- **Given instruction**:
Exactly repeat the material, dropping only the pictures.

[Coordinate annotation records]

★ ★ ★ ★

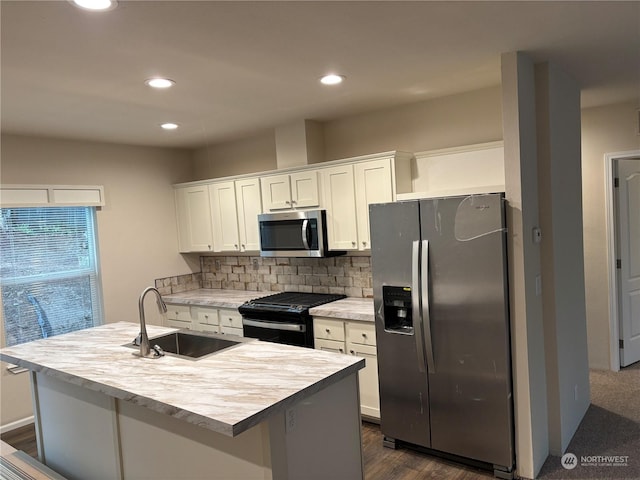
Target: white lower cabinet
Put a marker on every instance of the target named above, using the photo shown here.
(205, 319)
(230, 322)
(354, 338)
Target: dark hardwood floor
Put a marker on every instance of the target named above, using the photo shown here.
(379, 463)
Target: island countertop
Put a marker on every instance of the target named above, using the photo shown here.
(227, 392)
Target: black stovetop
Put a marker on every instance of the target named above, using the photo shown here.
(293, 300)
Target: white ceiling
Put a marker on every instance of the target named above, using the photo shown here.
(242, 67)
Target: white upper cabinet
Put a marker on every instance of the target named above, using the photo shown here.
(339, 197)
(235, 206)
(373, 180)
(290, 191)
(249, 206)
(224, 217)
(194, 219)
(349, 189)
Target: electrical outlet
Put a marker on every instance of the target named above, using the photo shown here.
(290, 419)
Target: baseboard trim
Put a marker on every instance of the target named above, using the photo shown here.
(17, 424)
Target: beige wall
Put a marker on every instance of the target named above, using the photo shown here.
(607, 129)
(136, 229)
(248, 155)
(563, 296)
(463, 119)
(521, 191)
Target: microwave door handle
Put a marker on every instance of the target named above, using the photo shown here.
(305, 232)
(415, 305)
(428, 340)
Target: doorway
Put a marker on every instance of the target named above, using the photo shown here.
(623, 199)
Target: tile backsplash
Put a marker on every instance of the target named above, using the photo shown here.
(349, 275)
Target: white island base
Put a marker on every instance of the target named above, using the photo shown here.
(84, 434)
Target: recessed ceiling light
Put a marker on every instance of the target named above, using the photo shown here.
(95, 5)
(332, 79)
(159, 82)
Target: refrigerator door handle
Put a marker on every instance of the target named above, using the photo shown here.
(424, 267)
(415, 305)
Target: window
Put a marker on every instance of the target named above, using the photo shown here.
(48, 272)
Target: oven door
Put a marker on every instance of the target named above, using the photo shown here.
(289, 333)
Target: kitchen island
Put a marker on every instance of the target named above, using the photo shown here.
(253, 411)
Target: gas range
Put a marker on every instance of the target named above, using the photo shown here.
(283, 317)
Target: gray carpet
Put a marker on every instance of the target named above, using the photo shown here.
(611, 427)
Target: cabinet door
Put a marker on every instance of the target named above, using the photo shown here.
(194, 219)
(368, 377)
(276, 192)
(339, 199)
(249, 203)
(304, 189)
(224, 217)
(373, 185)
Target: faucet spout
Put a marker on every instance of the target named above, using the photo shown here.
(145, 348)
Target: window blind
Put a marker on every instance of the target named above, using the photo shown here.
(48, 271)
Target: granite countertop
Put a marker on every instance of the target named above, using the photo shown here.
(227, 392)
(350, 308)
(206, 297)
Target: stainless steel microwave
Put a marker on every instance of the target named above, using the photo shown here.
(294, 234)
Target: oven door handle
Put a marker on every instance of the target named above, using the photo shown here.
(305, 233)
(291, 327)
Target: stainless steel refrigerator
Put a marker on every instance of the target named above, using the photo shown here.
(442, 326)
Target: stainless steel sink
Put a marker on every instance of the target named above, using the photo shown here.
(185, 343)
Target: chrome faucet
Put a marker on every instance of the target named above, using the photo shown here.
(145, 348)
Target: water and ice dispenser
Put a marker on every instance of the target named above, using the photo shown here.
(398, 316)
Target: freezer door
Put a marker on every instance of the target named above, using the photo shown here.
(404, 407)
(470, 379)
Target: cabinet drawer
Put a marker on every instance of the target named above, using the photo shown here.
(324, 328)
(361, 333)
(208, 316)
(178, 324)
(230, 318)
(362, 350)
(179, 312)
(231, 331)
(329, 345)
(203, 327)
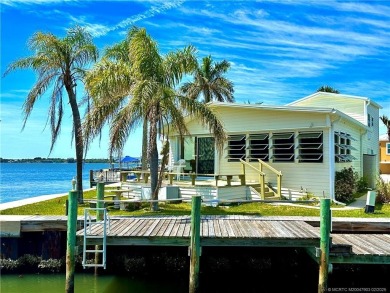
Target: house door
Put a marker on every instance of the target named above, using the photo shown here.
(205, 155)
(199, 154)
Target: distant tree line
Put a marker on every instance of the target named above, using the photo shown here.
(52, 160)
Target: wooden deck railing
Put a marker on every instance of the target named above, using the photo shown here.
(261, 176)
(276, 172)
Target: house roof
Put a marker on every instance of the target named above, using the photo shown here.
(290, 109)
(337, 95)
(384, 137)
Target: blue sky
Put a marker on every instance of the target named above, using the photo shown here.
(279, 51)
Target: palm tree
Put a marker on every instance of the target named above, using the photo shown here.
(111, 77)
(153, 95)
(327, 89)
(59, 63)
(386, 122)
(210, 82)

★ ★ ★ ★

- **Response to this exercise**:
Target: white lower cabinet
Put a marker on every instance of the target named above, using the photo shown here.
(205, 319)
(230, 322)
(354, 338)
Target: dark hardwood floor
Put a marker on every instance of the target named above, using the photo shown here.
(379, 463)
Target: island countertop
Put a marker on every instance of the target named above, using the photo shown here.
(227, 392)
Target: black stovetop
Put a marker on every instance of the target named above, using the photo shown here.
(293, 300)
Target: white ceiling
Put a marker on every instance of the target named above, using the photo shown here.
(242, 67)
Target: white upper cabinet
Put a marker on every instance of the target named above, using the photo shown here.
(339, 197)
(235, 206)
(373, 180)
(290, 191)
(249, 206)
(224, 217)
(194, 219)
(349, 189)
Target: electrical outlet
Put a marker on every instance of the target named above, using the photo shown here.
(290, 419)
Target: baseboard trim
Put a marker on every instance of the target named above, using the photo shown here.
(17, 424)
Target: beige wall
Put a marker on every instance of the target named above, using the photo shown here.
(607, 129)
(136, 229)
(248, 155)
(563, 296)
(463, 119)
(521, 191)
Target: microwave door handle
Put a marker on every instance of the target named above, using the photo shown here.
(305, 232)
(415, 305)
(428, 340)
Target: doorway
Put a marker on every instance of the target named above, using the photo shown here.
(623, 199)
Target: tile backsplash
Put a marker on every instance of the target named above, using the photo shown here.
(349, 275)
Target: white island base
Put a marker on every instance of the target named above, using the photo shown here.
(84, 434)
Target: recessed ceiling light
Put a marker on every instance of the target named above, using the photo shown here.
(95, 5)
(332, 79)
(159, 82)
Target: refrigerator door handle
Put a marker on every instance of the target named above, using the photo shown here.
(424, 267)
(415, 305)
Target: window
Put a marker on every instance of the target named above, using the photo shown here.
(48, 272)
Target: oven door
Put a marker on every instance of the target named above, using the photo shown here.
(289, 333)
Target: kitchen island
Put a marker on every instance of the target named above, using the photo shown here.
(253, 411)
Target: gas range
Put a marker on every instance of the target named above, using the photo shown here.
(283, 317)
Target: gray carpet
Put a marker on every instance of the target named above, using the photo shown here.
(611, 427)
Target: cabinet door
Put a marker on every instance of the target named above, using the photo shown here.
(194, 219)
(368, 377)
(276, 192)
(339, 199)
(249, 203)
(304, 189)
(224, 217)
(373, 185)
Target: faucet spout
Put a marker on every instance of the target named above, using the photo shown here.
(145, 348)
Target: window blind
Put a marker on every instance of the target named above, using the photo shown here.
(48, 271)
Target: granite countertop
Put a marker on every instance of the target named above, using the photo shown here.
(227, 392)
(350, 308)
(206, 297)
Target: stainless steel microwave
Put a marker on every instance of the target named above, using the photo shown here.
(294, 234)
Target: oven door handle
Put a marker on every instance of the target named above, using the photo shown here.
(305, 233)
(291, 327)
Target: stainless steel refrigerator
Put a marker on every instance of the target named above, using the photo shown here.
(442, 326)
Target: stainless steel sink
Put a marker on every instance of the target named above, using the photo shown here.
(185, 343)
Target: chrome faucet
Put a marker on every instance of the target named above, using the photo shown here.
(145, 348)
Target: water and ice dispenser
Put a marker on every instance of the target named above, using the photo shown here.
(398, 316)
Target: freezer door
Put a marker on every instance of the target named above, using the photo shown here.
(404, 407)
(470, 379)
Target: cabinet drawer
Put a marker on every instance of the target named above, using the photo shown here.
(324, 328)
(361, 333)
(208, 316)
(178, 324)
(230, 318)
(362, 350)
(179, 312)
(231, 331)
(329, 345)
(203, 327)
Target: house door
Put a marker on every instance of the target named above, using the photo shown here.
(205, 155)
(199, 154)
Target: distant tree line
Put a marker on every instance of the target named above, using the photo shown here.
(52, 160)
Target: wooden deck railing
Put a marker on every instance of the target named above, using the photo shown here.
(261, 176)
(276, 172)
Target: house roof
Put a marker on every instance of the target named above, using the photo shown here.
(290, 109)
(337, 95)
(384, 137)
Target: blue sky
Put a marker on every instance of the target named above, using the photo shown here.
(279, 51)
Target: palm tree
Put a marker on every instance of the target named above, using the photo shown here.
(111, 77)
(153, 95)
(327, 89)
(59, 63)
(386, 122)
(210, 82)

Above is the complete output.